● **SHORT PROBLEM**: Render the lines below as a numbered list, skipping any blank lines. Leave the pictures out of your answer.

BEGIN RECORDS TO USE

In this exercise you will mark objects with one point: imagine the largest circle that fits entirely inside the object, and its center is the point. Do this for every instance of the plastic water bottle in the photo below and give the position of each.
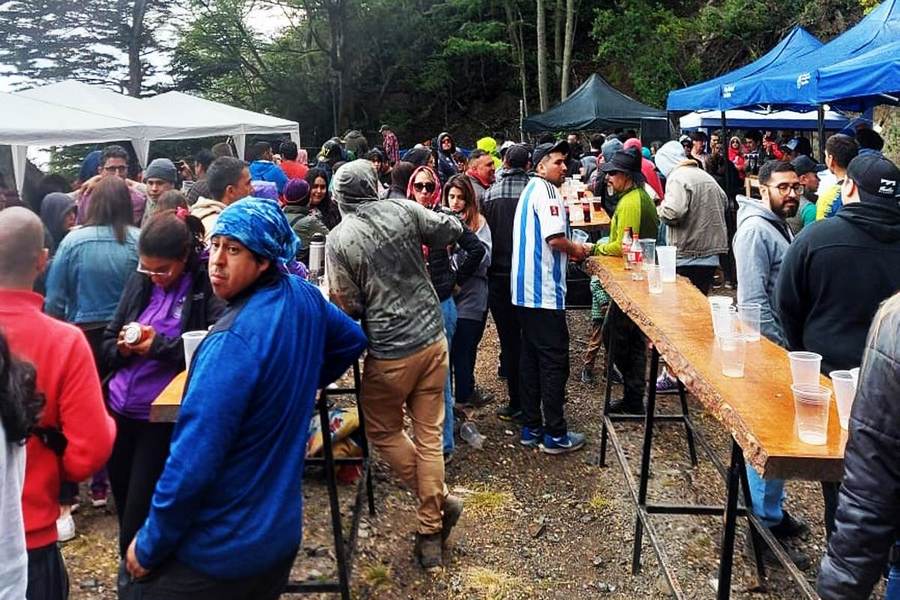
(469, 432)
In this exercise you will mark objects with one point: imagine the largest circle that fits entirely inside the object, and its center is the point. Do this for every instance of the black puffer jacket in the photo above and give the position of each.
(868, 513)
(201, 310)
(443, 277)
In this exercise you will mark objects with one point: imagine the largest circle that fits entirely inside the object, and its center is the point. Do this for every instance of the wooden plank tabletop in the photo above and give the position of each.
(165, 408)
(758, 409)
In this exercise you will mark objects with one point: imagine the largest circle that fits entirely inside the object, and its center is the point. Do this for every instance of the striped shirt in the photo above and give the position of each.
(538, 273)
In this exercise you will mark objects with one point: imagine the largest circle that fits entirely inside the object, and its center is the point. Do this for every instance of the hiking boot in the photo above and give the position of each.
(623, 406)
(789, 527)
(428, 550)
(452, 511)
(531, 437)
(666, 384)
(569, 442)
(798, 557)
(508, 413)
(587, 376)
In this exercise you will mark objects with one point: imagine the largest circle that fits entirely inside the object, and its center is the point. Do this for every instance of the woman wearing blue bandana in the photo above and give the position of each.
(226, 515)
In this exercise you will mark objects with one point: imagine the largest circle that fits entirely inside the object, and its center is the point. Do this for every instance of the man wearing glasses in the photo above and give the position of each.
(760, 244)
(113, 162)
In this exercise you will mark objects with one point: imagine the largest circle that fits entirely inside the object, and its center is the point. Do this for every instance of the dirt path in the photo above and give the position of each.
(534, 526)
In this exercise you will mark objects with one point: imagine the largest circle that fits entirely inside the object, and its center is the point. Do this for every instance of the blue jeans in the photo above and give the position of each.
(767, 496)
(893, 589)
(448, 308)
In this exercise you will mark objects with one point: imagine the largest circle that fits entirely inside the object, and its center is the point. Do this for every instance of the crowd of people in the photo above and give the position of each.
(419, 247)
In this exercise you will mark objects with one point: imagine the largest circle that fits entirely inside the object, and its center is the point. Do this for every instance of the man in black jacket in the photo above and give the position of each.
(499, 209)
(868, 515)
(839, 270)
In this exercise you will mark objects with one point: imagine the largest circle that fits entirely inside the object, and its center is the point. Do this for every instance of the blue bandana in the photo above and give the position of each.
(260, 225)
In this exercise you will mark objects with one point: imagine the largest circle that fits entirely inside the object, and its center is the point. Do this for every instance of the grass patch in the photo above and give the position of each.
(488, 584)
(377, 577)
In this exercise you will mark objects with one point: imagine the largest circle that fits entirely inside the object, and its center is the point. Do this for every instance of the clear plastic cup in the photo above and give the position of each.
(648, 249)
(580, 236)
(748, 317)
(191, 340)
(844, 385)
(733, 350)
(811, 403)
(805, 367)
(654, 279)
(666, 257)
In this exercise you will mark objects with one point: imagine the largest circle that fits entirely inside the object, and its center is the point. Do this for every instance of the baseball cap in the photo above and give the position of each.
(543, 150)
(804, 164)
(877, 178)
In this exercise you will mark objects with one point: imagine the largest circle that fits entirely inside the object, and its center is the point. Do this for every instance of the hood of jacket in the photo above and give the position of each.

END RECORDS TO USE

● **ANSWER IN FULL**:
1. In this exercise you will mark objects with one point: imagine the largest circle that fits entirely inside the object, and its center is the point. Do this for every instance of the plastic water bottle in the photo below and give the position of each.
2. (469, 432)
3. In this exercise you will mark objects with one point: imagine the largest circle that fits entirely inside the object, and its center is the point. Do this for every instance of the black puffer jacket in the photo above and give the position of each.
4. (868, 513)
5. (201, 310)
6. (443, 277)
7. In this exercise you will mark objects with one point: imagine the largest circle that fits entirely inside the object, and its center is the point. Do this for every instance of the wooden plank tabletop in the photo above and give the position of each.
8. (165, 408)
9. (758, 409)
10. In this exercise you will mark objects with one point: imagine the largest circle that fits entirely inside the object, and its center is the point. Do this for every instance of the striped shirt in the photo above and give the position of each.
11. (538, 273)
12. In this exercise you will mark objects with one point: imagine the largest circle that fits entirely inside the object, and its center is the point. Do this for every instance of the hiking boot in the photo above and give the position of each.
13. (623, 406)
14. (789, 527)
15. (428, 550)
16. (452, 511)
17. (531, 437)
18. (666, 384)
19. (569, 442)
20. (798, 557)
21. (508, 413)
22. (587, 376)
23. In this exercise you will mark objects with one point: imagine the largest circle that fits entirely inside the object, and its center is the point. Do this for every instance of the woman wearing blue bandana in the photo above and give the position of each.
24. (226, 515)
25. In this exercise you will mark objects with one point: imagine the largest circle that fits entirely inside the object, and its center is the point. Do this for every instance of the man wearing glasses in the photo above and give the position of each.
26. (760, 244)
27. (113, 162)
28. In this exercise you will mark objects with one point: imagine the largest circle that fits entirely inside the object, and its center is the point. Do this for every instance of the dirt path in the photo above and give the position of each.
29. (534, 526)
30. In this exercise you will mark objects with one point: imagine the largest circle that fits entirely inside the object, and its center is the point. Do this for every instance of the blue jeans in the photo above and give the position of each.
31. (767, 496)
32. (893, 589)
33. (448, 308)
34. In this exercise you will mark objects with one point: imagine the largest circle that fits entirely inside the object, and its center is the point. Do this for every instance of the crowd of people in the photo above and give the position of each.
35. (419, 247)
36. In this exercise you will mark objects with one point: imagine the largest circle that fits entirely inside the object, and its center is the point. Do this for every instance of the man in black jacket in the photo above and give the position of each.
37. (499, 209)
38. (868, 515)
39. (839, 270)
40. In this exercise you will mark objects with one point: imagine the largest circle that fits entirely inside the object, and its center is the point. Do this for every instance of the blue bandana in the photo above and give the position of each.
41. (260, 225)
42. In this exercise you will mark objects with one point: imagine the largest circle that fits entirely inside the object, and its center is the point. Do this for every instance of the grass patch in the photo above and give the position of each.
43. (488, 584)
44. (377, 577)
45. In this exercise you will mark objects with one point: imagine the largest circle that fits entirely inside the object, and its center is the point. Do this for every instance of the clear plastic cup in the photo above and give the position of each.
46. (648, 249)
47. (580, 236)
48. (748, 317)
49. (191, 340)
50. (844, 385)
51. (733, 350)
52. (811, 403)
53. (805, 367)
54. (654, 279)
55. (666, 257)
56. In this exercise you will mark objects with one point: imagine the largest circle that fits entirely inside the object, and its center is the point. Do this for every instance of the baseball cap in the photo above and give the position of each.
57. (543, 150)
58. (804, 164)
59. (877, 178)
60. In this exercise you will mark objects with one point: imagine the largest circle that fits entirely inside the object, and its center is the point. Do this for every instance of the hood of jacket in the photo above and give the position of each.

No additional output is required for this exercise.